YOUR ASSIGNMENT: Each record should be given again exactly as it appears, with no image included.

RECORD EXCERPTS:
----
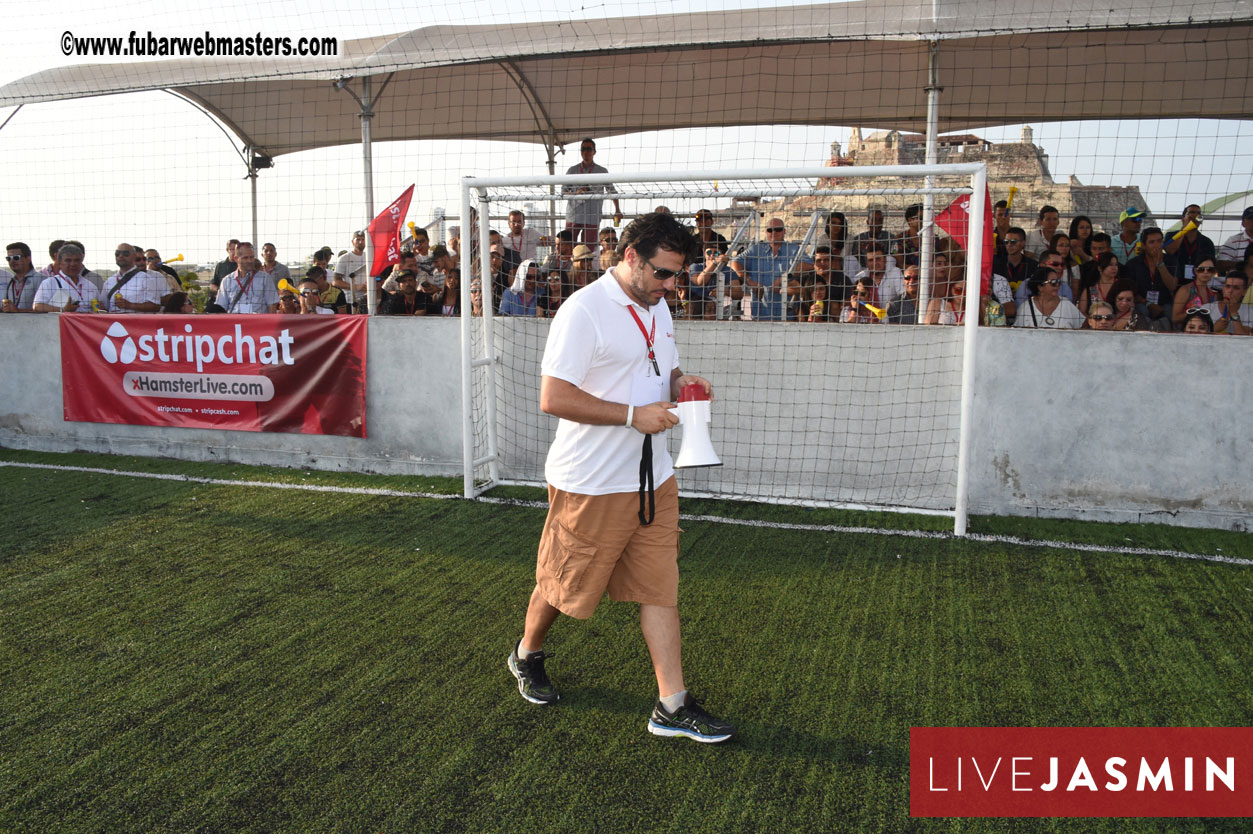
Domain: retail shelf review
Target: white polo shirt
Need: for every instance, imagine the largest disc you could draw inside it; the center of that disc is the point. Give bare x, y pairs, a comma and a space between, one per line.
143, 287
594, 343
59, 289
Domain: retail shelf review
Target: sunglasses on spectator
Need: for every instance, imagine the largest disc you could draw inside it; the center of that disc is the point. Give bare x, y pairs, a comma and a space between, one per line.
662, 274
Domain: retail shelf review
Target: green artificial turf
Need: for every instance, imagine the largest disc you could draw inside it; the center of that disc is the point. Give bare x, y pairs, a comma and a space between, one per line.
182, 656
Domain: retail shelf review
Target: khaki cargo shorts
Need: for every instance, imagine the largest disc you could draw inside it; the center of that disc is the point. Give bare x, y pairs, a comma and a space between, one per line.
593, 544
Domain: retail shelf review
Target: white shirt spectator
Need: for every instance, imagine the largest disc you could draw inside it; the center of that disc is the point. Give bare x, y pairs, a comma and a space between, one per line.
1065, 317
143, 287
351, 267
526, 243
1243, 314
256, 293
595, 344
20, 292
1233, 249
890, 288
60, 289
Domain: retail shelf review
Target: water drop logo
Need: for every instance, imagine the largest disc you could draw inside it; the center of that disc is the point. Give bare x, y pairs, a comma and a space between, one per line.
109, 351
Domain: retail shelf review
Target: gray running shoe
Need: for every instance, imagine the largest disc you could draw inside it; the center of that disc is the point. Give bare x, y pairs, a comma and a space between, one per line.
689, 720
533, 681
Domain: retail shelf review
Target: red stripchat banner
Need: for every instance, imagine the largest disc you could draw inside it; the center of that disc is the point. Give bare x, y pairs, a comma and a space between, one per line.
1080, 772
256, 373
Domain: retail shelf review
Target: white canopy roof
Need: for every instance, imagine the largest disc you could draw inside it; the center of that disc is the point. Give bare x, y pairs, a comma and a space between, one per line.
862, 63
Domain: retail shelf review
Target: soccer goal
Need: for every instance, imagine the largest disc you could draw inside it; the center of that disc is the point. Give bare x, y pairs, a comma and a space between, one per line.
818, 412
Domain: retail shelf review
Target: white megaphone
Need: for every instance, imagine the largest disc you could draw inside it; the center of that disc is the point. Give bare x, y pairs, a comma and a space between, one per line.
519, 284
694, 417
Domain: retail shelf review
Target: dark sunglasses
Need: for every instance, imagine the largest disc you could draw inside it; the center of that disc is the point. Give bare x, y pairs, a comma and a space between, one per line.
662, 274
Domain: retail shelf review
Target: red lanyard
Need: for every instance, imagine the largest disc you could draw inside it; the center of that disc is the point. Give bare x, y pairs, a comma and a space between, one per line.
16, 296
648, 338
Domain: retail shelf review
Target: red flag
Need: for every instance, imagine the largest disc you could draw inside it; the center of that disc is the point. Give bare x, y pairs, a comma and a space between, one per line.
955, 221
385, 232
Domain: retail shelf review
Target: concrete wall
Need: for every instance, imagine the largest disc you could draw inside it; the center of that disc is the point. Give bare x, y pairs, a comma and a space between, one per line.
1124, 427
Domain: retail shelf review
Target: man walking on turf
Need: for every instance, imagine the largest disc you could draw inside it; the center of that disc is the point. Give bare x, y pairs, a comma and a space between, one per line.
610, 373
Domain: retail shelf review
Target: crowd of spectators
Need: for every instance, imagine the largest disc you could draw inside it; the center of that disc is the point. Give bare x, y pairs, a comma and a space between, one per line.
1139, 279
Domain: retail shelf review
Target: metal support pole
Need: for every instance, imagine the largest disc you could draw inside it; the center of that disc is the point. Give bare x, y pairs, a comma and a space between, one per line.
252, 175
367, 160
551, 153
929, 200
974, 303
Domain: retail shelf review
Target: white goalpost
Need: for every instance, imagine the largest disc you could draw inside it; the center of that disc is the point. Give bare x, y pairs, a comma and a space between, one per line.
810, 413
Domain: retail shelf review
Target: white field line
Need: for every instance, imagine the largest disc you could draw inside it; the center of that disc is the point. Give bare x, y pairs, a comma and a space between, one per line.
721, 520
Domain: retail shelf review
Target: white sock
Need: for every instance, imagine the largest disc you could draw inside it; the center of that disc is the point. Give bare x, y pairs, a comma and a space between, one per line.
674, 701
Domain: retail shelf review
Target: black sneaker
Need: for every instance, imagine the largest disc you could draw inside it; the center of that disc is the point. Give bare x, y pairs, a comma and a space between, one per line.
533, 681
689, 720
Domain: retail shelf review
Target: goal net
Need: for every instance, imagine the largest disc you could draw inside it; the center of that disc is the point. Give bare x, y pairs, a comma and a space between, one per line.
822, 397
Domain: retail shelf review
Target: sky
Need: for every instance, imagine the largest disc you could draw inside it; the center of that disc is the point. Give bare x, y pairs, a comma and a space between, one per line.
150, 169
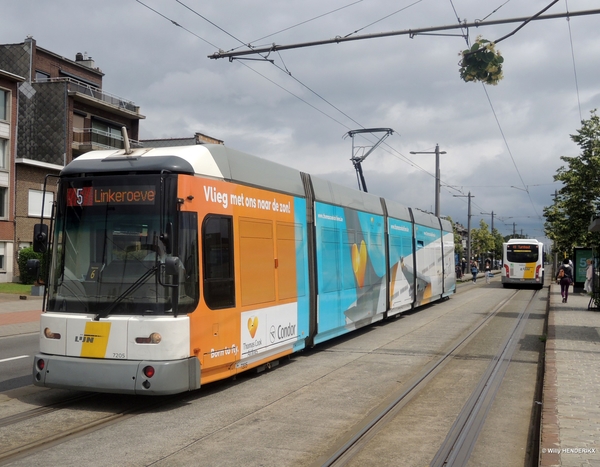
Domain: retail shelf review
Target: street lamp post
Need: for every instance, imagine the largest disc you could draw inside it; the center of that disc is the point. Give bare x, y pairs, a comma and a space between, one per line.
468, 224
437, 174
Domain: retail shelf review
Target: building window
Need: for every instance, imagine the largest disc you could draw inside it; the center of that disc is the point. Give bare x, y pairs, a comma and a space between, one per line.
35, 203
3, 153
41, 77
3, 105
106, 135
3, 201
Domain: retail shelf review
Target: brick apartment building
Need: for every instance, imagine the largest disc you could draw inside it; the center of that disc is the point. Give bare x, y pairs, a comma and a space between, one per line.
8, 135
62, 112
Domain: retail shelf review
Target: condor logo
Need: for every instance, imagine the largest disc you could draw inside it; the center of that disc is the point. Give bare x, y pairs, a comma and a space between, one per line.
94, 339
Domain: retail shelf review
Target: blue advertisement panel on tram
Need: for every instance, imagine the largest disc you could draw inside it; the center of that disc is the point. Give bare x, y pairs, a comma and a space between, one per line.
350, 269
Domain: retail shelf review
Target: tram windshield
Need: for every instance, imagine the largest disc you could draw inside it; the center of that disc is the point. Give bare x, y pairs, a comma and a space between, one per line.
111, 240
522, 253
----
SOLUTION:
Domain: retail shelf review
Target: white polo shirt
Need: for every instance, imagine the largest disc you could draw inside it; the center of that disc is the point. Give bare x, y pairs, a comma and a space between, one per line.
143, 287
594, 343
59, 289
Domain: retail shelf review
Target: sunglasses on spectator
Need: for every instance, imagine the largest disc you could draw inside it; the center of that disc is the point. Give bare x, y pairs, a comma and a space between, one per line.
662, 274
Domain: retail shelf review
Target: green artificial turf
Need: for every instance, imagine the largest disc you could draw inside it; the center of that disc is the point. Give bare x, y pairs, a comma and a space between, one per line.
182, 656
Domain: retail shelf review
Target: khaki cargo shorts
Need: for every instance, imagine the largest disc you could draw inside it; the center of that disc is the point. Give bare x, y pairs, a comma and a space between, one per line.
593, 544
Domain: retail shelf review
Target: white shirt spectator
Need: for every instance, imagine the largest disc you could draw inside it; the center of that disc is the point. Give bare x, y pairs, a comma and a space between, one per line.
1065, 317
143, 287
351, 267
526, 243
1243, 314
256, 293
595, 344
20, 292
1233, 249
890, 288
60, 289
Domain: retail shelf review
Target: water drop logo
Need: for every instance, imagine the largest disc you could draw inside it; the center of that disc is the point. Give bare x, y pairs, a comma and a space between, one per line.
109, 351
Domain: retail shelf review
Target: gray running shoe
Need: for every instance, imagine the largest disc you could draw inside it; the center of that disc is the point. Give bare x, y pairs, a comma and a space between, one per line.
689, 720
533, 681
Domain: retail shelf review
Target: red stripchat banner
Need: for every instance, imagine the largest disc you could draw inside it; the center of that disc is the point. Give bare x, y pairs, a comma and a space between, one per line.
1080, 772
256, 373
Domain: retail shelf review
Target: white canopy roof
Need: for every instance, imagine the largest disc you could draw inside it; the center of that disc is the point. Give bare x, y pairs, a comma and a space between, one per line.
862, 63
Domain: retail shelf review
Target: soccer goal
Need: for every instance, imagine the largest disc you could draw inside it; the center of that disc is the point. Give bare x, y pairs, a comma and a space between, one per line.
818, 412
Domain: retail shelf review
Target: white megaphone
Need: for every instance, imagine the largest disc you could draw inside it; the center of that disc is the point. Give bare x, y pairs, a comma and a space between, one per line.
519, 284
694, 417
Domain: retail shelf review
Target: dark sunglasses
Need: for every instance, imagine the largest disc you could draw inside it; the center of that disc is the point. Give bare x, y pairs, a comma and a space between, one per line.
662, 274
Domain: retail shelf review
Target: red lanyard
Need: for every instance, imagine the largest disc you could draw inside it; the center of that disc is the point. Give bare x, y pairs, a comma and a space between, one per line.
16, 296
648, 338
Domain: retail shelf review
Target: red flag
Need: for every instance, imagine the largest disc you could draw inside it; the center of that disc is the point. Give bare x, y pairs, a comma and a space between, one per line.
955, 221
385, 232
Domain: retail shelf review
Target: concrete wall
Need: for every instance, imagine the largest disc you could draw inside it; the center of that disc is the point. Give bare x, y pairs, a comma and a space between, one per line.
1124, 427
Domain: retail shelf review
Target: man walking on turf
Need: for every instance, imagine the largest disc you could draw inside it; the center of that disc is the point. Give bare x, y pairs, a comma and a space between, one per line.
610, 373
Domain: retail shelf review
Target: crowd of spectators
Need: for every instance, imagine the largest disc you could draw inside it; the center of that disc is the point. Give bare x, y pairs, a comma and a space between, one per line.
1139, 279
Domain: retail shelf review
Target: metal support pole
Need: for every instance, imagine the largest disc you could draw inside it; the center of that disc is the point. Give bare x, y pairs, a comma and a space between, one per line.
252, 175
367, 160
551, 153
929, 200
974, 303
Domain: retail shelf review
Target: white goalpost
Need: for every instance, imagine the largest disc you could draw inside it; the center of that disc is the point. Give bare x, y pairs, a comma and a space between, one per line.
810, 413
Domain: retail shelf review
Target: white field line
Need: for every instance, imagine the largest disc you could draw inside it; the center of that disc is the point. Give bare x, y pairs, a comma and a space between, one per line.
721, 520
Domain: retail shelf review
Target: white sock
Need: for every instance, imagine the largest disc you could draw inside it; the center of that disc is the point. Give bare x, y pairs, a comma and a space between, one per line.
674, 701
Domain: retail shelf review
Target: black sneaker
Need: for every instance, imagine the largest disc you could draw inside it; the center of that disc is the point. Give bare x, y pairs, a comma and a space between, one per line.
533, 681
689, 720
Domain: retail shelf review
Target: goal net
Need: for every instance, imagine the largest disc you could draw inside it; the center of that disc is the point. Give bare x, y pairs, a comma and a space between, one per line.
822, 397
Domain: retail shelf review
Target: sky
Need: for every instance, imagine the largest disc you could draw inside it; the center of that disc is the point. Give bare x, y pairs, a comma and a space between, one per line.
150, 169
Domain: retail shelf review
Target: street lamp post
Need: for every instance, imagine the largest disc you could draw inside it; the center of that disc is the point. Give bare x, y pairs, a comma and a space between, one per line.
468, 224
437, 174
Domain: retail shelf review
Target: building window
Need: for every instance, imagine the largest disc you could draw inside it; the center of that disc is the point. Give bare x, y pairs, a comma and a space between, one per line.
35, 203
3, 153
41, 77
3, 105
106, 135
3, 201
Domain: retail shelf review
Target: brick apartment building
Need: for every instance, imagine the largest disc you could draw inside it; the center of that disc is the point. Give bare x, y pairs, a comma and a space between, one per line.
8, 135
62, 112
Domain: retail shelf review
Target: condor logo
Need: for every instance, imagine the largest disc you could draw inside it; the center of that disc is the point. Give bare x, y pairs, a comma and a space between, one per line.
94, 339
Domain: retail shelf review
Target: blue advertisement panel on tram
Need: for every instance, imagine the largest disc you could draw inside it; the center of that disc is the point. Give bare x, y pairs, a comma and a space between, one per line.
350, 269
Domain: retail shelf review
Target: tram windshield
Need: for every instance, imagine the largest disc you could draw inside it; the center of that disc is the point. Give bare x, y pairs, a comma and a space between, one per line.
111, 240
522, 253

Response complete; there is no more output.